▶ _EXERCISE GOAL_:
Return the records that follow, unchanged and complete.

▶ _Data items_:
.....
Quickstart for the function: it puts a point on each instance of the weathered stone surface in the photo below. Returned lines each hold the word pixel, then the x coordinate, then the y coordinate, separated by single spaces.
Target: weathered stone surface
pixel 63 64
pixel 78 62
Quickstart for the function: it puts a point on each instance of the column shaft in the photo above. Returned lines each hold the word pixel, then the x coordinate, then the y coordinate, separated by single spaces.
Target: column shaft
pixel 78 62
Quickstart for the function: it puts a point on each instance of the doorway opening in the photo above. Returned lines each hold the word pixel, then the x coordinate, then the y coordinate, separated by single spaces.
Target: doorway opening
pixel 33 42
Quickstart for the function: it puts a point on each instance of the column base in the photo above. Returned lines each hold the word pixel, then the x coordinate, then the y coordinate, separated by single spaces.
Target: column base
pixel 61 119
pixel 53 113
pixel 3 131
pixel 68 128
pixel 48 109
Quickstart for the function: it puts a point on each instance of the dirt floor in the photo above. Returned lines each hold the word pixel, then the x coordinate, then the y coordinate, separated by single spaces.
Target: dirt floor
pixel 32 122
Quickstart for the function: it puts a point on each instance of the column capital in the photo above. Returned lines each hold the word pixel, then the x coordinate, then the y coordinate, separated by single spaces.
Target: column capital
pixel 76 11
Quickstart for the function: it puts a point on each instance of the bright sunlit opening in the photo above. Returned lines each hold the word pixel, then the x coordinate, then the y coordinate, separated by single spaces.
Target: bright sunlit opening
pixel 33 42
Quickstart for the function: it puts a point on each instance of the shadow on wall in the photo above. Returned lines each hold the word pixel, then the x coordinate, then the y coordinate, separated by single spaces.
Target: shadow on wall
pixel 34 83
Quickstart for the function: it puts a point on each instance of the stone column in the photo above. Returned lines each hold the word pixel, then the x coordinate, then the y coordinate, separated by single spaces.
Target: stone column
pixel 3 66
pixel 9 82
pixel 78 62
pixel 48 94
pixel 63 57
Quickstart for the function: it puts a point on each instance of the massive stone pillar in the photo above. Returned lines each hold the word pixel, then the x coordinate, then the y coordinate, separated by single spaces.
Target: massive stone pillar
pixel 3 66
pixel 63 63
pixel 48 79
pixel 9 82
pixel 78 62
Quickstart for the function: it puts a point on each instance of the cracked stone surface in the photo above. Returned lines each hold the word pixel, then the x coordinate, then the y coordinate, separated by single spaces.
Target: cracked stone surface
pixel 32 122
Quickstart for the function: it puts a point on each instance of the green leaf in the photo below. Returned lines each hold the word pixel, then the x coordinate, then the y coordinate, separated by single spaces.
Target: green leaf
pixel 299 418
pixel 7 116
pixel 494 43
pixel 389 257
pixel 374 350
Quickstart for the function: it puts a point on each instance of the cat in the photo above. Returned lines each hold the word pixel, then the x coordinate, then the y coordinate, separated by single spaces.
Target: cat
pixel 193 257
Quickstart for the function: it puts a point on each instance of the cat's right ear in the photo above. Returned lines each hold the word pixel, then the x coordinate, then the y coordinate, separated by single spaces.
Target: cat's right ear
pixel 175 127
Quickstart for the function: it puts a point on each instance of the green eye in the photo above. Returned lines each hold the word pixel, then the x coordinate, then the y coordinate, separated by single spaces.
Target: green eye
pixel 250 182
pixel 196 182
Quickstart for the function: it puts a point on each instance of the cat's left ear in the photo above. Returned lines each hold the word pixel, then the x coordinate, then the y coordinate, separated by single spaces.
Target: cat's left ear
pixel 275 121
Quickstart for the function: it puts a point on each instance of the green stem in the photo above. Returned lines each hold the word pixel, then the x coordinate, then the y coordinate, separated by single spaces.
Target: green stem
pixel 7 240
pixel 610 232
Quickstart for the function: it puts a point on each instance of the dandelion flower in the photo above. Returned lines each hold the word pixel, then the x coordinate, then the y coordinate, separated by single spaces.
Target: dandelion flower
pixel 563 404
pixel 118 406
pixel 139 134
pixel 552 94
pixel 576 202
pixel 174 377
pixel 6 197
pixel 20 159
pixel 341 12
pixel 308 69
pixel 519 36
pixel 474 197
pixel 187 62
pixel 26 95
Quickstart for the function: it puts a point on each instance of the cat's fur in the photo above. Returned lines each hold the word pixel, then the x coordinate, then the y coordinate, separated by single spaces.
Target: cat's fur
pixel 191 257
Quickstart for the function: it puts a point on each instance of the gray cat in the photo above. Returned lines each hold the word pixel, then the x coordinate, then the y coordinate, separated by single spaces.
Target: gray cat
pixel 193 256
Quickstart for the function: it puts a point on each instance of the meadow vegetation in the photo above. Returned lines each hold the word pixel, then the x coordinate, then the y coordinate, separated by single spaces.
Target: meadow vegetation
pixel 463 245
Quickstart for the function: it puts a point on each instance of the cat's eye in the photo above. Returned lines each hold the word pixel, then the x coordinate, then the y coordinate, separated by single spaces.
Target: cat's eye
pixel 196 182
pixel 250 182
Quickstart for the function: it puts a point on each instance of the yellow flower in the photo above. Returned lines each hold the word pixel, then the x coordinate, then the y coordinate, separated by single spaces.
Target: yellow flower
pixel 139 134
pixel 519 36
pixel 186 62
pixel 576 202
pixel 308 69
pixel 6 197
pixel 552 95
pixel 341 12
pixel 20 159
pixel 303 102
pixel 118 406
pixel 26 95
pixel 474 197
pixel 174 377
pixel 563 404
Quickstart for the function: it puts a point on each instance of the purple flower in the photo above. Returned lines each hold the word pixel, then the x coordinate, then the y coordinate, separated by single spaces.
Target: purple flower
.....
▶ _YOUR SOLUTION_:
Quickstart for the function: it puts a point on each instance of the weathered stone surface in the photo below. Returned lines each hold the word pixel, then the x coordinate, then the y coordinate, separated by single spaces.
Target: weathered stone surface
pixel 63 64
pixel 78 62
Quickstart for the function: it puts a point on each instance of the column shaft in the photo above. Returned lines each hold the word pixel, then the x coordinate, then the y coordinate, separated by single spaces.
Target: column shaft
pixel 78 62
Quickstart for the function: it puts a point on each instance of the doorway opening in the photo above. Returned lines each hold the word pixel, then the x coordinate, then the y coordinate, separated by single spaces.
Target: doorway opening
pixel 33 42
Quickstart for the function: it puts a point on each instance of the column base in the photo above. Returned lines each hold the word pixel, then the x coordinate, then the y coordinate, separated by single spaces.
Target: column base
pixel 61 119
pixel 53 113
pixel 3 131
pixel 68 128
pixel 48 109
Quickstart for the function: it puts a point on each instance of the dirt floor in the photo above. Returned lines each hold the word pixel, then the x coordinate, then the y coordinate, separated by single spaces.
Target: dirt floor
pixel 32 122
Quickstart for the function: it puts a point on each instance of the column capital in the photo above. Returned lines each hold the word pixel, then the x coordinate, then the y coordinate, separated by single spaces.
Target: column capital
pixel 76 11
Quickstart for the function: it puts a point on each instance of the bright sunlit opening in the photo above. Returned lines each hold the word pixel, then the x coordinate, then the y coordinate, separated by single spaces.
Target: bright sunlit opening
pixel 33 42
Quickstart for the function: it puts a point on each instance of the shadow on wall in the photo above. Returned lines each hold the word pixel, then the x coordinate, then the y coordinate, separated by single spaces.
Target: shadow on wall
pixel 34 83
Quickstart for the function: it puts a point on each instance of the stone column in the photo above. Returned lines each hold the word pixel, then the x coordinate, then the y coordinate, separated by single spaces.
Target: stone column
pixel 3 66
pixel 9 82
pixel 78 62
pixel 48 94
pixel 63 57
Quickstart for the function: it puts a point on each instance of the massive stone pillar in the photo above. Returned lines each hold the word pixel, then the x coordinate, then the y coordinate, separated by single spaces.
Target: massive stone pillar
pixel 3 66
pixel 63 63
pixel 48 79
pixel 9 82
pixel 78 62
Quickstart for the function: it puts a point on each instance of the cracked stone surface in the photo above. Returned lines each hold the word pixel, then the x coordinate, then the y coordinate, separated by single spaces.
Target: cracked stone surface
pixel 32 122
Quickstart for the function: it puts a point on each instance of the green leaf in the photo below. Returned lines each hold the word pixel, then the x coordinate, then the y coordinate, separated by single spaces.
Target: green leaf
pixel 299 418
pixel 7 116
pixel 494 43
pixel 389 257
pixel 374 350
Quickstart for the function: it puts a point on each instance of the cat in the photo above. Returned lines each hold the word pixel, then the x coordinate, then the y coordinate, separated by single spaces.
Target: cat
pixel 193 257
Quickstart for the function: it puts a point on each instance of the cat's right ear in the photo above. Returned lines each hold the word pixel, then the x coordinate, then the y coordinate, separated by single spaces.
Target: cat's right ear
pixel 175 127
Quickstart for the function: it puts a point on each instance of the green eye in the photo above. Returned lines each hold the word pixel, then the x coordinate, then the y coordinate, separated by single spaces.
Target: green eye
pixel 250 182
pixel 196 182
Quickstart for the function: it puts a point on each instance of the cat's left ear in the photo above. Returned lines each hold the word pixel, then the x coordinate, then the y coordinate, separated by single spaces.
Target: cat's left ear
pixel 275 121
Quickstart for the function: it puts a point on each instance of the green stem in the photo above. Returned lines each hold the word pixel, then the x coordinate, then the y coordinate, separated by single spaces.
Target: green stem
pixel 7 240
pixel 610 232
Quickstart for the function: it puts a point on each instance of the dandelion flower in the photo above. Returned lines each hold the word pixel, then the x coordinate, then the y coordinate, separated by single spaces.
Target: dandelion flower
pixel 563 404
pixel 118 406
pixel 139 134
pixel 552 94
pixel 576 202
pixel 174 377
pixel 6 197
pixel 20 159
pixel 341 12
pixel 308 69
pixel 519 36
pixel 474 197
pixel 187 62
pixel 26 95
Quickstart for the function: it puts a point on each instance of the cat's fur in the photo above. Returned lines each hold the word pixel, then the x coordinate, then the y coordinate, separated by single spaces.
Target: cat's fur
pixel 191 257
Quickstart for the function: it puts a point on each instance of the gray cat in the photo above. Returned lines each hold the word pixel, then the x coordinate, then the y coordinate, separated by single spaces.
Target: gray cat
pixel 193 256
Quickstart for the function: it puts a point on each instance of the meadow vegetation in the photo above. Returned lines each hold the word pixel, then the x coordinate, then the y coordinate, separated by single spaces.
Target: meadow vegetation
pixel 463 245
Quickstart for the function: it puts a point on each instance of the cat's eye in the photo above. Returned lines each hold the word pixel, then the x coordinate, then the y coordinate, separated by single spaces.
Target: cat's eye
pixel 196 182
pixel 250 182
Quickstart for the function: it puts a point on each instance of the yellow flower in the photo above. Returned lines each hold the word pixel, then the x coordinate, then the y coordinate, separated by single spaces.
Target: yellow flower
pixel 139 134
pixel 519 36
pixel 186 62
pixel 576 202
pixel 308 69
pixel 6 197
pixel 552 95
pixel 341 12
pixel 20 159
pixel 303 102
pixel 118 406
pixel 26 95
pixel 474 197
pixel 174 377
pixel 563 404
Quickstart for the function: it puts a point on each instance of the purple flower in the photo above. Returned lines each hold the word pixel, then the x coordinate, then the y coordinate, separated by single spaces.
Target: purple flower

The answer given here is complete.